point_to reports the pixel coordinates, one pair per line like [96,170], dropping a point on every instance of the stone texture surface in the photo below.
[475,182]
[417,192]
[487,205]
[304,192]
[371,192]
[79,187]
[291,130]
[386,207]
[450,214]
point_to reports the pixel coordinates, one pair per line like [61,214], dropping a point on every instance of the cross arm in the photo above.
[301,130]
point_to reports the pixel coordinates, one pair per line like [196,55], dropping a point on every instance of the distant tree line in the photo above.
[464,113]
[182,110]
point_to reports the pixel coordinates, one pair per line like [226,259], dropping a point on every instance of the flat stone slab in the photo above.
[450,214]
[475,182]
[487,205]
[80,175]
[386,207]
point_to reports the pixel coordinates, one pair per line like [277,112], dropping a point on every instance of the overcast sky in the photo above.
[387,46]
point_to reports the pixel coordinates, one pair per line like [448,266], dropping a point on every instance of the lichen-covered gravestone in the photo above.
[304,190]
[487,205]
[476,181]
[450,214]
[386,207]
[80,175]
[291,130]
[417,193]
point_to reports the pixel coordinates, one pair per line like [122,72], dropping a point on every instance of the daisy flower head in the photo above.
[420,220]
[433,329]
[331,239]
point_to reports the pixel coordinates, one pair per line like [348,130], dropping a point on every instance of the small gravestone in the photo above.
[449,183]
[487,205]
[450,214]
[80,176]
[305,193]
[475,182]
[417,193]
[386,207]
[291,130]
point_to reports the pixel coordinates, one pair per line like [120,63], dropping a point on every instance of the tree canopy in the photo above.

****

Problem statement
Please repeat all the rows above, requests included, and scale every coordinate in the answer points by 2.25, rounding to whole numbers with halves going up. Keep the requests and their sample pairs unchanged.

Full output
point_to reports the pixel coordinates, one pair per line like [96,170], dropping a point on every instance of the stone texture surface in the photo below.
[1069,410]
[938,432]
[1096,461]
[684,432]
[835,432]
[178,421]
[655,293]
[869,466]
[1013,482]
point_to reports the pixel coordinates, one pair per line like [61,214], dropping a point on every instance of the cross arm in the photo above.
[677,293]
point_to reports the pixel coordinates, one pair per line like [196,55], dropping a point on every instance of the distant tree line in the photo above.
[1044,254]
[410,248]
point_to reports the pixel coordinates, one pair per line like [226,259], dropping a point on every instance of the flat stone slab in the photo above.
[1013,482]
[1069,410]
[1096,461]
[180,394]
[869,466]
point_to reports the pixel coordinates, one pair per line like [277,112], dropping a point on every instance of the overcast sky in the photo above.
[871,104]
point_to reports the pixel coordinates, one pair per line like [448,266], dropping a point on every instance of the lichen-covered gravestone in the photo above.
[684,428]
[1096,461]
[1071,407]
[1013,482]
[869,466]
[180,394]
[655,293]
[938,434]
point_to reports the pixel coordinates, one pair per line like [122,72], dropping a point on every instance of the daisy flower head in the photo above.
[945,495]
[974,740]
[745,538]
point_to reports the pixel coordinates, one pair per line like [348,130], dropping a point on every instance of the small gravestone in the photo above.
[1010,412]
[1096,461]
[1013,482]
[180,396]
[686,434]
[1069,410]
[938,434]
[869,466]
[655,293]
point_to reports the pixel coordinates, one pair per line like [120,63], dropping a point on every instance of the tree canopy in the photo above.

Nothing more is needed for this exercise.